Could you set down every entry exactly as it appears?

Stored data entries
-.-.-

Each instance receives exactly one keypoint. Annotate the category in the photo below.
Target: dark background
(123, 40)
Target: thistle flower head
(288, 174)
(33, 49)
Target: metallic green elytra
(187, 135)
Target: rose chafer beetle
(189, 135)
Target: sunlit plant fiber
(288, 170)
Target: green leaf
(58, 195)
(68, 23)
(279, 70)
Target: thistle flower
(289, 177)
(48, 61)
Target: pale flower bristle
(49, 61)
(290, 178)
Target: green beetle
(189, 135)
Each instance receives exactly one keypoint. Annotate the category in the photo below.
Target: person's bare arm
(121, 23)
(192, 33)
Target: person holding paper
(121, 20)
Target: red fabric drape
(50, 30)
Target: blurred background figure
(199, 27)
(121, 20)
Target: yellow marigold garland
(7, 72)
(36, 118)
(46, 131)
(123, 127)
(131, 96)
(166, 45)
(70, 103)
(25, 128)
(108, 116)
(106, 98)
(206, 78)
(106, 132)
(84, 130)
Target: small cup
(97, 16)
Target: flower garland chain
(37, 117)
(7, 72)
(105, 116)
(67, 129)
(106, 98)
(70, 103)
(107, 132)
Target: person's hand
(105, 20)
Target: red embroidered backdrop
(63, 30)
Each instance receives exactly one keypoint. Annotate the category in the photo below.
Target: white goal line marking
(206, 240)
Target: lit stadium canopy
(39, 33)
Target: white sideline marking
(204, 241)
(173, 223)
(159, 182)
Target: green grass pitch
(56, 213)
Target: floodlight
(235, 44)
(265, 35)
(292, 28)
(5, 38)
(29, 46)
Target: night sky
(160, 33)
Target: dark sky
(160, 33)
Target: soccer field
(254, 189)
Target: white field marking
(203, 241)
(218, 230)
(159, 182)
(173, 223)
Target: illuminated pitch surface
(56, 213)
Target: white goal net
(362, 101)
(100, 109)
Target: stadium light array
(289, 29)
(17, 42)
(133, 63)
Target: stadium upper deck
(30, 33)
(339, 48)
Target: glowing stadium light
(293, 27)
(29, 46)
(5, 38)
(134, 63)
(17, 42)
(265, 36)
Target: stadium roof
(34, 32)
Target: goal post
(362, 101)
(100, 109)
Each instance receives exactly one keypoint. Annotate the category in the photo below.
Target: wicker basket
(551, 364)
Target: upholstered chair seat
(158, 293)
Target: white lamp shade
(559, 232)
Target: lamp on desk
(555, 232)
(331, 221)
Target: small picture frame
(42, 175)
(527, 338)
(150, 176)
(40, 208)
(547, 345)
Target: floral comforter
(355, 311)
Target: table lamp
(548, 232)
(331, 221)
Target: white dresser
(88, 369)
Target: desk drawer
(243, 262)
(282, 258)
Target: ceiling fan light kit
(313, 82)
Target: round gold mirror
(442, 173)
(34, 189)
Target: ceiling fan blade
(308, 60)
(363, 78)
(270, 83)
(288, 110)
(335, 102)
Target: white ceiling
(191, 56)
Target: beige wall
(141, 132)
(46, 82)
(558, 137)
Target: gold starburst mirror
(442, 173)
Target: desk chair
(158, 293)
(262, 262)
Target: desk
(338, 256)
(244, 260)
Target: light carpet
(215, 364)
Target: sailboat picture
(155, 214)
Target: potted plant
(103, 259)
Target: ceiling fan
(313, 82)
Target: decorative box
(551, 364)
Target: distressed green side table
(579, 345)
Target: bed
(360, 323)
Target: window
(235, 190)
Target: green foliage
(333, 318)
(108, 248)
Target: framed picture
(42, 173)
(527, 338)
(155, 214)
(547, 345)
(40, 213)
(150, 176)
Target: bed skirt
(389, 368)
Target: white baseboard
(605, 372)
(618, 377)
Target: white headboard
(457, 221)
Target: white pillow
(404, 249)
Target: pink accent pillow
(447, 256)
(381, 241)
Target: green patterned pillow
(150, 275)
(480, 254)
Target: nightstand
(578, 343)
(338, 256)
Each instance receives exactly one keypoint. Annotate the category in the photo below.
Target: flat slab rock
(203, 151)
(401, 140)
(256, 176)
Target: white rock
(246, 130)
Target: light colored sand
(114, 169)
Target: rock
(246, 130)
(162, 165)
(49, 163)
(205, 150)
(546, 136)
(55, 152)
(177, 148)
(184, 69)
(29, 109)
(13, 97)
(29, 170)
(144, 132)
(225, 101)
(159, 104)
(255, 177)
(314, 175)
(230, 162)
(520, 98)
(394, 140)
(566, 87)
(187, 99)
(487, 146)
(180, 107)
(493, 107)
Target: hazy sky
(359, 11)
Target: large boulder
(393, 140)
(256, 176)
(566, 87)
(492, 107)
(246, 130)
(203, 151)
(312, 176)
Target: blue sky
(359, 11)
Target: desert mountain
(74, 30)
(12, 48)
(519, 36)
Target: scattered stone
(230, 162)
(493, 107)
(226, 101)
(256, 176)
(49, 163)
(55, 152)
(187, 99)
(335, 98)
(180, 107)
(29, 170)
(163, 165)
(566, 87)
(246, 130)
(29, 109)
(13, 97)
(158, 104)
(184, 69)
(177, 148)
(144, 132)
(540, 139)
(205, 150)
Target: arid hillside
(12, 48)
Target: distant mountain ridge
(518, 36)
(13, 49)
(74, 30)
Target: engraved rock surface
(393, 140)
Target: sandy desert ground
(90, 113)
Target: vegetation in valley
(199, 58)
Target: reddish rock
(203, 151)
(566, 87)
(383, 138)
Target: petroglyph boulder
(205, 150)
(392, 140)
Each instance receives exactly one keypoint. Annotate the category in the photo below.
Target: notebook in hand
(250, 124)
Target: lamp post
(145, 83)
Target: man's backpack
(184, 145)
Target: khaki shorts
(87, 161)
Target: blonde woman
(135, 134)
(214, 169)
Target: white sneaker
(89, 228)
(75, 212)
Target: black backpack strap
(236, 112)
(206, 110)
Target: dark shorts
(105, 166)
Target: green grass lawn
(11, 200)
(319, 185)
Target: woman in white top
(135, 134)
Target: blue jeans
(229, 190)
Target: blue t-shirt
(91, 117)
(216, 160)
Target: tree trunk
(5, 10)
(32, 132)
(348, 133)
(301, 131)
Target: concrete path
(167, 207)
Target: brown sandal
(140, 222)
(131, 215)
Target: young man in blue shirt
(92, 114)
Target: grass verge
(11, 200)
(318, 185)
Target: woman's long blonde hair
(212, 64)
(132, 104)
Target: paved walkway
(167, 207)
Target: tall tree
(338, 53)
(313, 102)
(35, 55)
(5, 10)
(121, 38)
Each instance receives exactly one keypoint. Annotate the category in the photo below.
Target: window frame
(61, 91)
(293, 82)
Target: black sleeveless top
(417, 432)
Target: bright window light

-.-.-

§ **Final answer**
Each instance receives exactly one keypoint. Annotate the category in the photo below.
Target: dark background
(123, 40)
Target: thistle flower head
(288, 174)
(33, 49)
Target: metallic green elytra
(187, 135)
Target: rose chafer beetle
(189, 135)
Target: sunlit plant fiber
(288, 170)
Target: green leaf
(58, 195)
(68, 23)
(279, 70)
Target: thistle flower
(289, 177)
(48, 61)
Target: pale flower bristle
(49, 61)
(290, 178)
Target: green beetle
(189, 135)
Each instance receives exactly one keypoint. Annotate the category in the photo below.
Target: person's bare arm
(121, 23)
(192, 33)
Target: person holding paper
(121, 20)
Target: red fabric drape
(50, 30)
Target: blurred background figure
(199, 27)
(121, 20)
Target: yellow marigold garland
(7, 72)
(36, 118)
(46, 131)
(123, 127)
(131, 96)
(166, 45)
(70, 103)
(25, 128)
(108, 116)
(106, 98)
(206, 78)
(106, 132)
(84, 130)
Target: small cup
(97, 16)
Target: flower garland chain
(37, 117)
(7, 72)
(105, 116)
(67, 129)
(106, 98)
(70, 103)
(107, 132)
Target: person's hand
(105, 20)
Target: red embroidered backdrop
(63, 30)
Each instance receives exactly one keypoint. Annotate the category in the photo below.
Target: white goal line marking
(206, 240)
Target: lit stadium canopy
(39, 33)
Target: white sideline marking
(204, 241)
(173, 223)
(159, 182)
Target: green grass pitch
(56, 213)
Target: floodlight
(235, 44)
(265, 35)
(292, 28)
(5, 38)
(29, 46)
Target: night sky
(160, 33)
Target: dark sky
(160, 33)
Target: soccer field
(254, 189)
Target: white field marking
(203, 241)
(218, 230)
(159, 182)
(173, 223)
Target: illuminated pitch surface
(56, 213)
Target: white goal net
(362, 101)
(100, 109)
Target: stadium light array
(289, 29)
(17, 42)
(133, 63)
Target: stadium upper deck
(30, 33)
(339, 48)
Target: glowing stadium light
(293, 27)
(29, 46)
(5, 38)
(134, 63)
(17, 42)
(265, 36)
Target: stadium roof
(34, 32)
Target: goal post
(362, 101)
(100, 109)
Each instance receives exactly one keypoint. Annotate the category in the photo below.
Target: wicker basket
(551, 364)
Target: upholstered chair seat
(158, 293)
Target: white lamp shade
(559, 232)
Target: lamp on desk
(555, 232)
(331, 221)
Target: small picture frame
(42, 175)
(527, 338)
(150, 176)
(40, 208)
(547, 345)
Target: floral comforter
(355, 311)
Target: table lamp
(548, 232)
(331, 221)
Target: white dresser
(88, 369)
Target: desk drawer
(243, 262)
(282, 258)
Target: ceiling fan light kit
(313, 82)
Target: round gold mirror
(442, 173)
(34, 189)
Target: ceiling fan blade
(308, 60)
(363, 78)
(270, 83)
(288, 110)
(335, 102)
Target: white ceiling
(191, 56)
Target: beige wall
(141, 132)
(46, 82)
(558, 137)
Target: gold starburst mirror
(442, 173)
Target: desk chair
(158, 293)
(262, 262)
Target: desk
(338, 256)
(244, 260)
Target: light carpet
(215, 364)
Target: sailboat picture
(155, 214)
Target: potted plant
(103, 259)
Target: ceiling fan
(313, 82)
Target: decorative box
(551, 364)
Target: distressed green side table
(579, 345)
Target: bed
(360, 323)
Target: window
(235, 190)
Target: green foliage
(333, 318)
(108, 248)
Target: framed picture
(42, 173)
(527, 338)
(155, 214)
(547, 345)
(40, 213)
(150, 176)
Target: bed skirt
(389, 368)
Target: white baseboard
(605, 372)
(618, 377)
Target: white headboard
(457, 221)
Target: white pillow
(404, 249)
Target: pink accent pillow
(447, 256)
(381, 241)
Target: green patterned pillow
(150, 275)
(480, 254)
Target: nightstand
(578, 343)
(338, 256)
Each instance receives exactly one keypoint. Annotate the category in the photo below.
Target: flat slab rock
(203, 151)
(401, 140)
(256, 176)
Target: white rock
(246, 130)
Target: light colored sand
(114, 169)
Target: rock
(246, 130)
(162, 165)
(49, 163)
(205, 150)
(546, 136)
(55, 152)
(177, 148)
(184, 69)
(29, 109)
(13, 97)
(29, 170)
(144, 132)
(225, 101)
(159, 104)
(255, 177)
(314, 175)
(230, 162)
(520, 98)
(394, 140)
(566, 87)
(187, 99)
(487, 146)
(180, 107)
(493, 107)
Target: hazy sky
(359, 11)
Target: large boulder
(393, 140)
(256, 176)
(566, 87)
(492, 107)
(246, 130)
(203, 151)
(312, 176)
Target: blue sky
(359, 11)
Target: desert mountain
(74, 30)
(12, 48)
(519, 36)
Target: scattered stone
(230, 162)
(493, 107)
(226, 101)
(256, 176)
(49, 163)
(55, 152)
(187, 99)
(335, 98)
(180, 107)
(29, 170)
(163, 165)
(566, 87)
(246, 130)
(29, 109)
(13, 97)
(158, 104)
(184, 69)
(177, 148)
(144, 132)
(540, 139)
(205, 150)
Target: arid hillside
(12, 48)
Target: distant mountain ridge
(518, 36)
(13, 49)
(74, 30)
Target: engraved rock surface
(393, 140)
Target: sandy desert ground
(90, 113)
Target: vegetation in valley
(199, 58)
Target: reddish rock
(203, 151)
(566, 87)
(383, 138)
Target: petroglyph boulder
(205, 150)
(392, 140)
Each instance receives exactly one keypoint. Annotate the category in the photo below.
Target: notebook in hand
(250, 124)
Target: lamp post
(145, 83)
Target: man's backpack
(184, 145)
Target: khaki shorts
(87, 161)
Target: blonde woman
(135, 134)
(214, 169)
Target: white sneaker
(89, 228)
(75, 212)
Target: black backpack strap
(236, 112)
(206, 110)
Target: dark shorts
(105, 166)
Target: green grass lawn
(11, 200)
(319, 185)
Target: woman in white top
(135, 134)
Target: blue jeans
(229, 190)
Target: blue t-shirt
(91, 117)
(216, 160)
Target: tree trunk
(5, 10)
(32, 132)
(348, 133)
(301, 131)
Target: concrete path
(167, 207)
Target: brown sandal
(140, 222)
(131, 215)
Target: young man in blue shirt
(92, 114)
Target: grass verge
(11, 200)
(318, 185)
Target: woman's long blonde hair
(212, 64)
(132, 104)
Target: paved walkway
(167, 207)
Target: tall tree
(338, 53)
(313, 102)
(35, 55)
(5, 10)
(121, 38)
Each instance receives exactly one keypoint. Annotate the category in the photo below.
Target: window frame
(61, 91)
(293, 82)
Target: black sleeveless top
(417, 432)
Target: bright window light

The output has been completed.